=== Belge alıntısı ===
────────

Acaba Nakkaş aynı mı senin bir gül fidanını çizerken, benim de gülü anlatırken hissettiklerimiz. Akşam aynı vakitte mi iner senin ufkuna da benim ufkuma da. Benim gecemden kayan yıldız geçer mi senin de semalarından. Aynı mı Nakkaş bir zakkumun pembe rengi senin için de benim için de. Eğer aynıysa Nakkaş; neydi seni sen, beni de ben yapan şey. Neydi seni ikinci beni de birinci şahıs zamiri yapan kaide. Aynı mıyız Nakkaş bütün aynîliklerin ötesinde. Yak gramer kitaplarını, öyle söyle.
Hayır Nakkaş. Sarfı da nahivi de boş versek bile aynı olamayız biz seninle. Yazdıklarımız da çizdiklerimiz de apayrı. Senin için zamanın hududu yokken benim zamanım artık ne kum ne de gölge hesabıyla ölçülemeyecek kadar kıymetli. Sen malumsun, ben meçhul. Ben sonumu bilirim, senin sonunsa sonsuzluk. Öyleyse Nakkaş sil beni, renklerimden arındır. Nakkaş sustur beni, Nakkaş beni yeniden söylet. Başka türlü nasıl bahsederim seni görmekten.
Yazdıkça tükeniyoruz Nakkaş. Biz tükeniyoruz kelimeler tükeniyor.Sayfalar, mürekkepler, hokkalar, divitler tükeniyor. Dahası yazdıkça uzaklaşıyoruz birbirimizden.                                                                                                              
                Gariptir değil mi Nakkaş, ben yazmasam kimse seni bilmeyecek.                                                                                                      Ve daha da gariptir ki seni yazmasam beni de kimse bilmeyecek.
Ve en nihayetinde… Öleceğiz Nakkaş.

────────

(Kayıtlı veri kümesi öğeleri)
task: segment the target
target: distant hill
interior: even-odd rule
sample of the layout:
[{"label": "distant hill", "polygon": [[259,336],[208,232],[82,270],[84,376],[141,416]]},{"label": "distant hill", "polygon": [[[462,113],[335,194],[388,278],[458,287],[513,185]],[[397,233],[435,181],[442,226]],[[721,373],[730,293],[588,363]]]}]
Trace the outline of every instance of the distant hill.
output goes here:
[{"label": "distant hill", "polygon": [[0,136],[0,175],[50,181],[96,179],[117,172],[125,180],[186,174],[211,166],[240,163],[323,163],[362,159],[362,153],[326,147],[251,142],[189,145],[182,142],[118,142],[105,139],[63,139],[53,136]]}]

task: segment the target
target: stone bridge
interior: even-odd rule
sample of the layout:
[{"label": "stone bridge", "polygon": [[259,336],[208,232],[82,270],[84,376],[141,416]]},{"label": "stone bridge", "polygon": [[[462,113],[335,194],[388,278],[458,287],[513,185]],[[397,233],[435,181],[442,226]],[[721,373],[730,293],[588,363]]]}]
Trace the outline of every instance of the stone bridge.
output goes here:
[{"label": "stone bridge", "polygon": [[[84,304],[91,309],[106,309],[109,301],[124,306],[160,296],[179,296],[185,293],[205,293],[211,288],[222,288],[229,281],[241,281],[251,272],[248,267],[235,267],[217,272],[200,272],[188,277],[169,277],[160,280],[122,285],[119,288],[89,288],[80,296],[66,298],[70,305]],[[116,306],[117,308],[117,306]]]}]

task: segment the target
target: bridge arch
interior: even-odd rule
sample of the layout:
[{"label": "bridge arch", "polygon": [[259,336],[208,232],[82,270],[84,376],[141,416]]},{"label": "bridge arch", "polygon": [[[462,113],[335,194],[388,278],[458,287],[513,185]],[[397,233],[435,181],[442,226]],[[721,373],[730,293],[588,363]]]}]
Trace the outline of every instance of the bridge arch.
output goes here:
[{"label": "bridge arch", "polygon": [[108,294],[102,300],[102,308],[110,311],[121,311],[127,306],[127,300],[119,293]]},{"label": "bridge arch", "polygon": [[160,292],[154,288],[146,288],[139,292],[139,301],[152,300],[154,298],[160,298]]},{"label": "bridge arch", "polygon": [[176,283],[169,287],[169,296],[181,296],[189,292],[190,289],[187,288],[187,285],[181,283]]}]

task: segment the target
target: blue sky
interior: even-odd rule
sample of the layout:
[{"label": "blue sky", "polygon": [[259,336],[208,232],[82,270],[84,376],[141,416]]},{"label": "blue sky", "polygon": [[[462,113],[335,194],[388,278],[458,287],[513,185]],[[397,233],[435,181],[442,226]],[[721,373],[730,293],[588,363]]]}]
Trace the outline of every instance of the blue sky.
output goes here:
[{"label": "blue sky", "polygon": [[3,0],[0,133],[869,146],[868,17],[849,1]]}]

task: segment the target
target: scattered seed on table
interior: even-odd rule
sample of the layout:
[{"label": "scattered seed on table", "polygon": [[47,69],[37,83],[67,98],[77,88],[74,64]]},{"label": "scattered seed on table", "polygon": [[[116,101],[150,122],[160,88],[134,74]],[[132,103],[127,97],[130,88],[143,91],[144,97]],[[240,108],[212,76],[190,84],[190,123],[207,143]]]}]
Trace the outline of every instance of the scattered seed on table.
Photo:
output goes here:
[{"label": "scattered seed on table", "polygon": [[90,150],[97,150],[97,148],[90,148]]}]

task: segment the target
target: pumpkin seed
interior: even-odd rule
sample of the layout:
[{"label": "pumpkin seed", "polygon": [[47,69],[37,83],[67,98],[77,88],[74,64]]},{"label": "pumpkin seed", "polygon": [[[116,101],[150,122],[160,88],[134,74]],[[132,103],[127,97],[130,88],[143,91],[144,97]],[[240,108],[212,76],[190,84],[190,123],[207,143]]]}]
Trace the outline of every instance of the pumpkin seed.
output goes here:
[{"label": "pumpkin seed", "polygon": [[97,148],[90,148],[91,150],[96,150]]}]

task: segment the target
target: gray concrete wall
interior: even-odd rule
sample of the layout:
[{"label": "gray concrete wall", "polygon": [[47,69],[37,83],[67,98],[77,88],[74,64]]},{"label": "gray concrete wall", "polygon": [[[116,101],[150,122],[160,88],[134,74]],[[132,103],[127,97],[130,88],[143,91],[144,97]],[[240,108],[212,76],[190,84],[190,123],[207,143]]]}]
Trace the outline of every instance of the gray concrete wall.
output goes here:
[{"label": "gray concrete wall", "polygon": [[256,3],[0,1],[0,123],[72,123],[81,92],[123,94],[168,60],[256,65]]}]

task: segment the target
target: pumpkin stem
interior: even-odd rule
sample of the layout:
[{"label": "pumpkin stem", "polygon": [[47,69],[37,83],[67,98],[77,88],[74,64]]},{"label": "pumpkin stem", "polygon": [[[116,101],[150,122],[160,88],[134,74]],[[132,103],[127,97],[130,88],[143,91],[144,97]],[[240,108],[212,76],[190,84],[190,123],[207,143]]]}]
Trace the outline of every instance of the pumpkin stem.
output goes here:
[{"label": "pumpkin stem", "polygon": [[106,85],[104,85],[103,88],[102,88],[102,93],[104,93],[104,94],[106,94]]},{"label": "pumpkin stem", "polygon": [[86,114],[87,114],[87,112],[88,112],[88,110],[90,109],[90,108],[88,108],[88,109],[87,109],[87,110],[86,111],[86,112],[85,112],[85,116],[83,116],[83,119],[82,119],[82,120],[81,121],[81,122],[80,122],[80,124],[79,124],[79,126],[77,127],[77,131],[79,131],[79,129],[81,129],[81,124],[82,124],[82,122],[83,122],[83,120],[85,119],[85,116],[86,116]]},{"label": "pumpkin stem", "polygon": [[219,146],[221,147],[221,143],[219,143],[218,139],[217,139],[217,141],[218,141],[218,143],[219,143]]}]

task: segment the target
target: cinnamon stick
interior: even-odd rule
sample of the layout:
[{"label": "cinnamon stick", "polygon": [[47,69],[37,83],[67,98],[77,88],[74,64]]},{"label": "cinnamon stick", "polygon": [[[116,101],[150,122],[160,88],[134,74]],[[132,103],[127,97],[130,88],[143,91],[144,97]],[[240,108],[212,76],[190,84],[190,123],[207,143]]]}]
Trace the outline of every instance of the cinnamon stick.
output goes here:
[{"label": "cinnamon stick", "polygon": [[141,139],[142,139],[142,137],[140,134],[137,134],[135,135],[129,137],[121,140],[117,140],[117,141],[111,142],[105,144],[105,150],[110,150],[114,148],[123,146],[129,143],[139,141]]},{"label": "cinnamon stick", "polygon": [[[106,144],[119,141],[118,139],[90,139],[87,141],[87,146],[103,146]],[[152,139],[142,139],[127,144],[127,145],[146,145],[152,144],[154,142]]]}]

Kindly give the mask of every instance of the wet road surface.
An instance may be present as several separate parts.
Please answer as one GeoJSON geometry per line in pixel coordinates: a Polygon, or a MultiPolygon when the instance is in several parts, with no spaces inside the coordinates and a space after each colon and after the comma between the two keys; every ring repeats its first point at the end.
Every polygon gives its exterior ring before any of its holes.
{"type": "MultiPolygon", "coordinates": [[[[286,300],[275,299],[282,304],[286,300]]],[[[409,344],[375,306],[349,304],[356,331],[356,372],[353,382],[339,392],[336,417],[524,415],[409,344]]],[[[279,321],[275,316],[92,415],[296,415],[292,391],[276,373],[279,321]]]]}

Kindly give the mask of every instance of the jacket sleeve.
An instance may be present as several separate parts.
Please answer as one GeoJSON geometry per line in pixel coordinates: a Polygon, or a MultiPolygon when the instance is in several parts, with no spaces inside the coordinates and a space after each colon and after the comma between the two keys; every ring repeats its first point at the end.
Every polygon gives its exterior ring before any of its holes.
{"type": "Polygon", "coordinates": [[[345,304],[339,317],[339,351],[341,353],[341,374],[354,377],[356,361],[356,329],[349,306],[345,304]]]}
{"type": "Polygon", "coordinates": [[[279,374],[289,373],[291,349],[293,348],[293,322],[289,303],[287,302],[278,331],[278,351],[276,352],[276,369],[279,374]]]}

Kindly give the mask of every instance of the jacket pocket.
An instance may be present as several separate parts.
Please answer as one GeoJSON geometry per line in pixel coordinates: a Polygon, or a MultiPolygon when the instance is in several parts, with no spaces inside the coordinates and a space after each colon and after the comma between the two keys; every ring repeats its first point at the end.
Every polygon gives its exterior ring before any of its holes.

────────

=== Ne isteniyor ===
Nakkaş'a seslenen metne göre şu soruları cevaplayın:
(a) Konuşan kişi Nakkaş'tan hangi kitapları yakmasını istiyor?
(b) "Sen malumsun" cümlesinin devamında konuşan kişi kendisi için hangi kelimeyi kullanıyor?
(c) "Yazdıkça tükeniyoruz" diye başlayan bölümde insanlar ve kelimeler dışında hangi şeylerin tükendiği söyleniyor?

=== Cevap ===
(a) Gramer kitaplarını.
(b) Meçhul.
(c) Sayfalar, mürekkepler, hokkalar ve divitler.